(Dataset entries)
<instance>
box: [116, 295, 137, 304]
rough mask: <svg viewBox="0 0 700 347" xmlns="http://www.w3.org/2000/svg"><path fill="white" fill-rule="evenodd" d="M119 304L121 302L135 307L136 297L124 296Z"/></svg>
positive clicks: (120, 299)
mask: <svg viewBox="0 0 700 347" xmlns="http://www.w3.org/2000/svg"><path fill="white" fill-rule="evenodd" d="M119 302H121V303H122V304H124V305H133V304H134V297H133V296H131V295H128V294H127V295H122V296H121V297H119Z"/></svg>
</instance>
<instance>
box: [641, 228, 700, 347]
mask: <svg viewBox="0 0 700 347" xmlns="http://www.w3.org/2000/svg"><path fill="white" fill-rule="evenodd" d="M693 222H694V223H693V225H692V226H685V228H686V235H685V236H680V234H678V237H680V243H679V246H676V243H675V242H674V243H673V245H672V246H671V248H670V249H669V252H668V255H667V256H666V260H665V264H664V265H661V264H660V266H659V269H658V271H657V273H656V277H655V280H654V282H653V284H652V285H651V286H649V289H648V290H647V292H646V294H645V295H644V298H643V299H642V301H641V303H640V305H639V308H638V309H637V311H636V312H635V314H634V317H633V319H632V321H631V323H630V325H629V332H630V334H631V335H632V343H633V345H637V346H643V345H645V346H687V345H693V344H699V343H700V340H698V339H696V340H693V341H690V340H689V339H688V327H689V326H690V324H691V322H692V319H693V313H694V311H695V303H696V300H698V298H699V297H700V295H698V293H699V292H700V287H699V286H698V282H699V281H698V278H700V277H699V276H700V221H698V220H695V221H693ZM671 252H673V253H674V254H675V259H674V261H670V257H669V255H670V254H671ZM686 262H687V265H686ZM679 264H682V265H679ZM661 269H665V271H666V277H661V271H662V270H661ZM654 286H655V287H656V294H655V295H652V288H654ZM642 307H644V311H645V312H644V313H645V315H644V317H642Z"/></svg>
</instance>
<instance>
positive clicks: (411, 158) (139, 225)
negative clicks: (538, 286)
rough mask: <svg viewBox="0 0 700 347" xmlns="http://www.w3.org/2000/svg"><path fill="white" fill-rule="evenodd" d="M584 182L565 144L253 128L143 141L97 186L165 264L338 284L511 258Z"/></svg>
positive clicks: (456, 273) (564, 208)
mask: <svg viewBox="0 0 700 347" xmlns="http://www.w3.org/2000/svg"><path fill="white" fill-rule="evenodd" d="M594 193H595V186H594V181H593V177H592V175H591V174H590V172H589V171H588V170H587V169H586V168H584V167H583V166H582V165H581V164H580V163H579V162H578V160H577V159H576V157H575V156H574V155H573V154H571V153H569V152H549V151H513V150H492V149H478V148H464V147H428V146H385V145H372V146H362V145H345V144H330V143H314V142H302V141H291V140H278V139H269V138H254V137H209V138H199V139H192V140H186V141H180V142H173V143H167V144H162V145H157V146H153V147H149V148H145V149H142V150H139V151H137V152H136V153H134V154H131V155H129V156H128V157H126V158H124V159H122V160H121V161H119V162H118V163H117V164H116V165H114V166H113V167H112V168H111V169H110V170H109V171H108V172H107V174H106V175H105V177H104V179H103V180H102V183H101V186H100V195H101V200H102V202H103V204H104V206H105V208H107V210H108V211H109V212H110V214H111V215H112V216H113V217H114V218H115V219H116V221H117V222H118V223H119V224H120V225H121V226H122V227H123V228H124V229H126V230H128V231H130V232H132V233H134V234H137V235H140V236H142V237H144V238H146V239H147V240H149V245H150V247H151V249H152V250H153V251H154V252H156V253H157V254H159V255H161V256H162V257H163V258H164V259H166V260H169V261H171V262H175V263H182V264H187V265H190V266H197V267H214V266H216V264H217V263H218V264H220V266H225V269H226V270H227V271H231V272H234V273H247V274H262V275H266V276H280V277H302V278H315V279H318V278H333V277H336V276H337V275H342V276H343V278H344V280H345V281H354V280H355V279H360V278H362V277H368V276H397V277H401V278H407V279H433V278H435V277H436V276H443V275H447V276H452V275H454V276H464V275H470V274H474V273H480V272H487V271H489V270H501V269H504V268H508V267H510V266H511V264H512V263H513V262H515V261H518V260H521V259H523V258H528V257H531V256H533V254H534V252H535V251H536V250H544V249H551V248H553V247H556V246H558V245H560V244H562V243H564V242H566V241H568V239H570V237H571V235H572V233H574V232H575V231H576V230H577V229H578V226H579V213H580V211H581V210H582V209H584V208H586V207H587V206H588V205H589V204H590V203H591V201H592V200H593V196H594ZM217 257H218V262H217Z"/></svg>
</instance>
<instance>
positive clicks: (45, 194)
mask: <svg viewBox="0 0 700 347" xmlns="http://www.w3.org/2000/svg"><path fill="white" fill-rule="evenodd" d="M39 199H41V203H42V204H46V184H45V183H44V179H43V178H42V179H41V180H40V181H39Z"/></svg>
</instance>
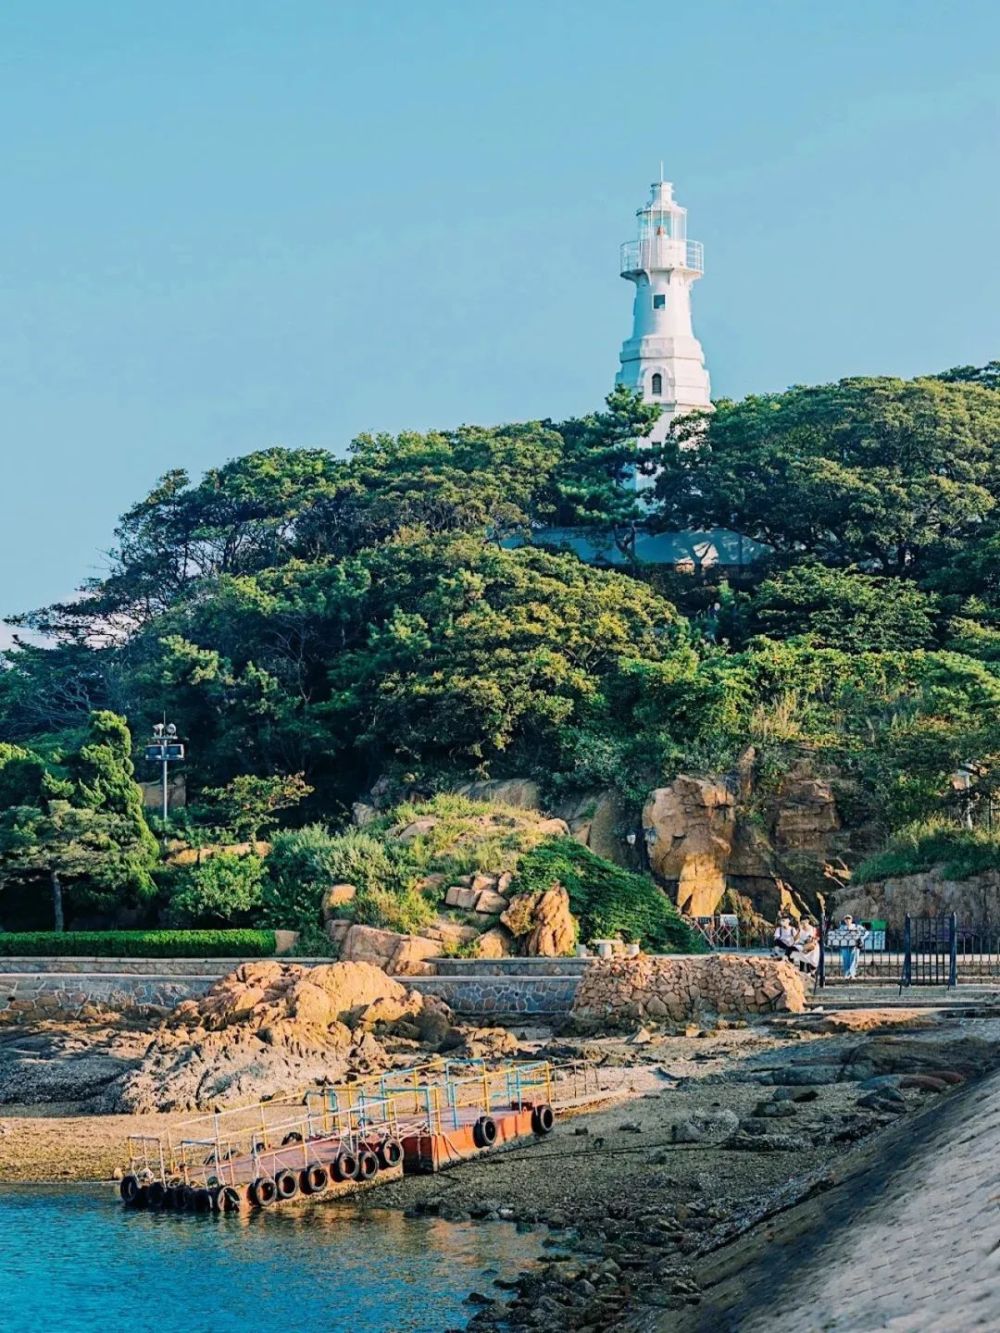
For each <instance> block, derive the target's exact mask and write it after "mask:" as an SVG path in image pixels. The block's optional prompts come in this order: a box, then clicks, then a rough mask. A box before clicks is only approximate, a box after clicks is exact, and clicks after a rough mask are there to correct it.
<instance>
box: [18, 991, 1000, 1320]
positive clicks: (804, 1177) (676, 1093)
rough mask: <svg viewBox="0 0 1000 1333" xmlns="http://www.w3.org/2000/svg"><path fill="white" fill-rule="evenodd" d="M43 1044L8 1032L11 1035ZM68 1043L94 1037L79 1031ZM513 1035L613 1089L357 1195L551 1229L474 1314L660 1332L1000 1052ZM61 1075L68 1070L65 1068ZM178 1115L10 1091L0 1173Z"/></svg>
mask: <svg viewBox="0 0 1000 1333" xmlns="http://www.w3.org/2000/svg"><path fill="white" fill-rule="evenodd" d="M108 1030H111V1029H108ZM108 1030H105V1045H104V1053H103V1056H101V1058H103V1060H104V1061H108V1060H113V1058H124V1052H127V1050H129V1049H131V1050H132V1052H133V1053H135V1049H136V1048H137V1046H139V1045H140V1044H143V1042H147V1044H148V1041H149V1034H148V1032H145V1033H144V1032H141V1030H139V1029H137V1028H133V1029H129V1028H128V1025H127V1026H125V1028H121V1026H119V1028H116V1029H115V1030H113V1033H111V1036H108ZM39 1040H40V1034H39V1033H37V1032H17V1033H15V1034H13V1037H11V1034H9V1033H5V1034H4V1042H5V1048H4V1049H9V1042H11V1041H13V1042H19V1044H20V1049H24V1046H25V1044H27V1048H31V1045H32V1042H35V1045H36V1048H37V1046H39ZM72 1041H76V1042H77V1045H79V1046H80V1048H83V1046H84V1041H83V1038H81V1037H80V1034H79V1033H77V1034H76V1036H75V1037H73V1038H72ZM508 1041H509V1045H511V1046H515V1048H516V1049H517V1050H519V1052H520V1053H523V1054H531V1056H539V1054H543V1056H545V1057H548V1058H553V1060H560V1058H581V1060H588V1061H592V1062H596V1064H599V1065H600V1066H603V1068H604V1069H615V1070H616V1072H617V1074H619V1076H620V1078H621V1093H620V1096H619V1098H617V1100H616V1101H613V1102H612V1104H608V1105H605V1106H603V1108H600V1109H595V1110H589V1112H587V1113H571V1114H567V1116H563V1117H560V1118H559V1121H557V1125H556V1129H555V1132H553V1133H552V1134H549V1136H547V1137H545V1138H544V1140H539V1141H532V1142H519V1144H516V1145H512V1146H511V1148H509V1149H507V1150H503V1152H499V1153H496V1154H491V1156H488V1157H484V1158H479V1160H475V1161H471V1162H467V1164H464V1165H463V1166H461V1168H460V1169H457V1170H452V1172H445V1173H443V1174H440V1176H431V1177H413V1178H407V1180H405V1181H400V1182H392V1184H387V1185H384V1186H381V1188H380V1189H379V1190H376V1192H375V1193H373V1194H372V1196H371V1197H369V1200H368V1201H367V1205H365V1206H368V1208H371V1209H383V1208H392V1209H397V1210H404V1212H405V1213H407V1214H408V1216H411V1217H417V1216H427V1214H431V1216H437V1217H440V1218H443V1220H444V1221H467V1220H468V1218H483V1220H488V1221H497V1220H500V1221H505V1222H508V1224H509V1225H512V1226H516V1228H517V1229H519V1230H521V1232H525V1233H528V1232H531V1233H537V1234H539V1241H540V1250H541V1258H540V1261H539V1264H537V1265H535V1266H533V1268H532V1269H531V1270H529V1272H525V1273H524V1274H523V1276H521V1277H520V1278H517V1280H516V1281H511V1282H507V1281H501V1282H499V1284H492V1282H491V1280H489V1278H488V1277H484V1282H483V1285H481V1286H480V1288H479V1289H477V1290H475V1292H472V1293H471V1294H469V1317H471V1324H469V1328H472V1329H480V1330H484V1329H499V1328H508V1329H539V1328H543V1329H547V1328H565V1329H576V1330H583V1333H588V1330H589V1333H597V1330H603V1329H608V1328H619V1326H620V1328H629V1329H631V1328H635V1329H639V1328H653V1326H655V1321H656V1320H657V1318H660V1317H664V1316H665V1314H669V1317H671V1318H672V1320H680V1318H681V1317H684V1318H691V1320H696V1316H697V1312H699V1309H700V1306H701V1304H703V1301H704V1300H705V1286H707V1282H708V1281H709V1278H711V1276H712V1273H713V1272H715V1266H716V1265H717V1257H719V1256H720V1254H725V1253H728V1252H732V1250H733V1249H735V1250H737V1252H739V1250H740V1248H741V1246H744V1248H745V1249H747V1253H751V1252H757V1250H759V1249H760V1246H761V1244H765V1241H763V1240H761V1237H765V1236H767V1234H769V1233H771V1229H772V1226H773V1218H776V1217H785V1216H793V1214H795V1212H796V1208H800V1206H807V1205H808V1201H809V1200H811V1198H821V1196H823V1194H824V1193H825V1192H828V1190H831V1189H835V1188H836V1185H837V1181H839V1180H841V1178H843V1177H844V1176H845V1174H848V1173H849V1172H851V1170H852V1169H855V1168H853V1164H855V1162H856V1161H857V1160H860V1158H861V1157H864V1154H871V1153H873V1152H875V1153H876V1156H877V1153H879V1146H877V1145H879V1144H881V1141H883V1140H884V1138H887V1137H888V1136H892V1134H893V1133H899V1129H897V1126H899V1125H900V1122H904V1124H908V1122H909V1121H911V1120H912V1118H913V1117H919V1118H920V1120H925V1118H927V1117H931V1116H933V1114H935V1109H936V1108H939V1106H940V1105H941V1104H943V1102H944V1101H947V1100H948V1098H951V1097H952V1096H955V1093H956V1092H960V1090H961V1088H963V1085H965V1084H967V1082H968V1081H969V1080H975V1078H976V1077H979V1076H980V1074H983V1073H984V1072H985V1070H988V1069H989V1068H992V1066H993V1065H996V1064H997V1062H1000V1024H999V1022H997V1021H996V1020H988V1018H984V1020H969V1018H963V1020H955V1018H947V1017H935V1016H927V1014H921V1013H917V1012H905V1010H892V1012H884V1013H879V1012H869V1010H864V1012H857V1013H843V1014H837V1013H833V1014H824V1013H811V1014H783V1013H779V1014H772V1016H769V1017H764V1018H755V1020H749V1021H748V1020H744V1018H732V1020H724V1018H721V1020H716V1021H715V1022H712V1024H711V1025H705V1026H699V1025H693V1024H691V1025H688V1026H683V1028H681V1026H679V1025H673V1026H671V1028H665V1029H663V1030H656V1029H652V1030H651V1029H649V1028H639V1029H637V1030H633V1032H632V1033H631V1034H619V1036H600V1037H587V1036H571V1034H563V1036H559V1034H553V1033H552V1032H551V1030H545V1029H531V1028H516V1029H512V1030H511V1032H509V1033H508ZM71 1044H72V1042H71ZM116 1044H117V1046H116ZM116 1052H117V1054H116ZM81 1058H83V1050H81V1049H79V1050H76V1052H73V1050H65V1049H64V1050H63V1056H61V1060H57V1061H56V1065H59V1064H60V1062H61V1065H63V1076H64V1080H67V1081H69V1080H71V1077H72V1069H73V1064H75V1061H80V1060H81ZM104 1072H105V1073H107V1068H105V1069H104ZM49 1085H51V1088H52V1090H59V1086H65V1084H64V1085H60V1084H59V1082H57V1078H56V1069H53V1070H52V1073H51V1074H49ZM177 1118H183V1114H181V1113H179V1112H177V1113H173V1114H144V1116H135V1114H133V1116H107V1114H85V1113H81V1109H80V1104H79V1102H76V1104H73V1102H69V1101H68V1100H65V1101H61V1102H60V1101H52V1102H49V1104H47V1105H41V1106H39V1105H35V1106H20V1105H19V1106H9V1108H8V1112H7V1113H5V1114H4V1116H3V1117H0V1180H8V1181H11V1180H19V1181H28V1180H95V1178H108V1176H109V1174H111V1170H112V1168H113V1165H117V1161H119V1157H120V1145H121V1142H123V1141H124V1137H125V1136H127V1134H128V1133H133V1132H137V1130H140V1132H156V1130H161V1129H163V1128H164V1126H165V1125H167V1124H169V1122H173V1121H176V1120H177ZM792 1242H793V1241H792ZM731 1266H732V1265H731ZM723 1268H724V1265H723ZM669 1326H671V1328H673V1326H675V1325H673V1324H671V1325H669ZM676 1326H677V1328H680V1326H681V1324H676ZM684 1326H687V1325H684ZM691 1326H692V1328H695V1326H697V1325H696V1322H692V1324H691Z"/></svg>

> **EXERCISE INSTRUCTIONS**:
Leave out every line above except those from the line with "positive clicks: (411, 158) (139, 225)" up to and including the line with "182L565 144L253 128L143", and copy those exactly.

> **RESULT OF THIS EXERCISE**:
positive clicks: (411, 158) (139, 225)
negative clicks: (538, 286)
rough mask: <svg viewBox="0 0 700 347" xmlns="http://www.w3.org/2000/svg"><path fill="white" fill-rule="evenodd" d="M584 182L565 144L253 128L143 141L97 186L165 264L338 284L511 258Z"/></svg>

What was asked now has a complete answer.